### EXTRAIT DU DOCUMENT
⟨
N’empêche, les infirmières voient rouge. « On a compris depuis longtemps que la ministre veut mettre les médicaments sans ordonnance dans les supermarchés, qu’elle veut réduire les marges des pharmaciens pour tenter de baisser le déficit de l’assurance-maladie, mais à quel prix ? interroge la présidente de l’Organisation nationale des syndicats d’infirmiers libéraux (ONSIL), Béatrice Galvan. Elle n’a trouvé d’autre solution que de prendre des actes aux infirmières pour calmer le courroux des pharmaciens. » La présidente de l’ONSIL prévient : « Madame Touraine, si vous pensez que les infirmières libérales portent encore des cornettes et que vous pouvez les spolier impunément, prenez garde qu’elles ne se coiffent elles aussi d’un bonnet rouge et ne mettent le feu à vos représentations locales pour vous montrer leur exaspération. »
Philippe Gaertner relativise. Permettre aux officinaux de vacciner « ne représente pas un enjeu économique majeur pour la pharmacie », explique le président de la FSPF, son syndicat tablant sur une rémunération de 6,30 euros l’injection, calquée sur celle des infirmières. Et s’il est favorable à ce nouvel acte pour les pharmaciens, c’est avant tout pour des raisons de santé publique.
Cibler les adolescents et les adultes.
⟩
### CONSIGNE
Rédigez la suite de l'article sur la vaccination par les pharmaciens, en reprenant juste après « Cibler les adolescents et les adultes. »

### LIGNES FOURNIES
⟨
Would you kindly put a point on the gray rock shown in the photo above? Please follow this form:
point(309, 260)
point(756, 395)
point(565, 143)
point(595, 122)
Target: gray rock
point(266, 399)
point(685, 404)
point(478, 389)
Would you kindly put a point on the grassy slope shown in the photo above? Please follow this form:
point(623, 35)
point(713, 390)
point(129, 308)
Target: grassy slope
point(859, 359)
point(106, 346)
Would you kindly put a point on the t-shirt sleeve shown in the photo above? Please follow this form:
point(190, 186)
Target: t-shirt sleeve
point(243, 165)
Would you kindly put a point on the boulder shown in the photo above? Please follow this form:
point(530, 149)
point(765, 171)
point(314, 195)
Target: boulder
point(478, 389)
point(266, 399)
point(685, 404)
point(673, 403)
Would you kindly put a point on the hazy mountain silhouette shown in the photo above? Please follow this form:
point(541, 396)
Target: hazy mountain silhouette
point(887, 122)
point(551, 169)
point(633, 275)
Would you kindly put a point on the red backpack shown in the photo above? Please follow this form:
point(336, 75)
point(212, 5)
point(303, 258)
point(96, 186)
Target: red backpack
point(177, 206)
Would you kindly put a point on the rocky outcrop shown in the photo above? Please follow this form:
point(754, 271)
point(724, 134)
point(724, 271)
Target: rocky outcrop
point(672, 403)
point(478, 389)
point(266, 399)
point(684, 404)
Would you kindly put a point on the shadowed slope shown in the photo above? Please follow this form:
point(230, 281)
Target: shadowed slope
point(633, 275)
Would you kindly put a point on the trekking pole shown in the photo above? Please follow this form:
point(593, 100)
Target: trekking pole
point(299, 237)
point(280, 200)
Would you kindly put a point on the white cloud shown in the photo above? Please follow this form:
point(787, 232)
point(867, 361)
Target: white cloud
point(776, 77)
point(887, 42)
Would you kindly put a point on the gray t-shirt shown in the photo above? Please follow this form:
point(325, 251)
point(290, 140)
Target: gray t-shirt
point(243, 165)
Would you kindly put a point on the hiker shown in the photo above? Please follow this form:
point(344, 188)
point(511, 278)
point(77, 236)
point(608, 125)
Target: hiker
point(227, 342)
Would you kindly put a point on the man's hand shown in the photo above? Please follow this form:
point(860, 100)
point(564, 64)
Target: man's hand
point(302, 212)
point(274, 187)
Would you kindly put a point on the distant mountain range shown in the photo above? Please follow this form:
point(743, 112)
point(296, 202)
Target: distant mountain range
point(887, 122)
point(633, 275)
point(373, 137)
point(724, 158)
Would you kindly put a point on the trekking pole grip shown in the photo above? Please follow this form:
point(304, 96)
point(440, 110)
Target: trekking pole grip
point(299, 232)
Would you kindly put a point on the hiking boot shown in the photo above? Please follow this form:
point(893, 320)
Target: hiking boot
⟩
### RÉSULTAT
De plus, il ne s’agira pas de vacciner à la chaîne tous les clients des officines. La ministre de la Santé, Marisol Touraine, a d’ailleurs déjà précisé que des discussions doivent permettre de déterminer « quels vaccins, selon quelles procédures » seront autorisés. Par exemple, les vaccinations de l’enfant ne devraient pas être concernées. Ce qui inquiète la ministre, c’est la faible couverture vaccinale des adultes et des adolescents. « Si vous prenez les bébés, ils sont vaccinés à presque 100 %, observe Marisol Touraine. En revanche, si vous considérez la vaccination contre la grippe des plus de 65 ans, seulement un Français sur deux y recourt », souligne la ministre de la Santé. Pour elle, c’est clair, donner le droit aux officinaux de réaliser des vaccins ce n’est pas enlever une prérogative aux médecins, puisque les Français ciblés sont justement ceux qui ne vont pas se faire vacciner. Son projet consiste à mettre en place « une solution uniquement complémentaire » visant à « renforcer » le système « en lien avec les médecins ». Philippe Gaertner ne la contredira pas. Pour le président de la FSPF, cette vaccination à l’officine ne pourra se faire que si les pharmaciens respectent certaines conditions : se former à l’acte, aménager un lieu dans l’officine pour réaliser les injections et transmettre l’information sur la vaccination au médecin traitant.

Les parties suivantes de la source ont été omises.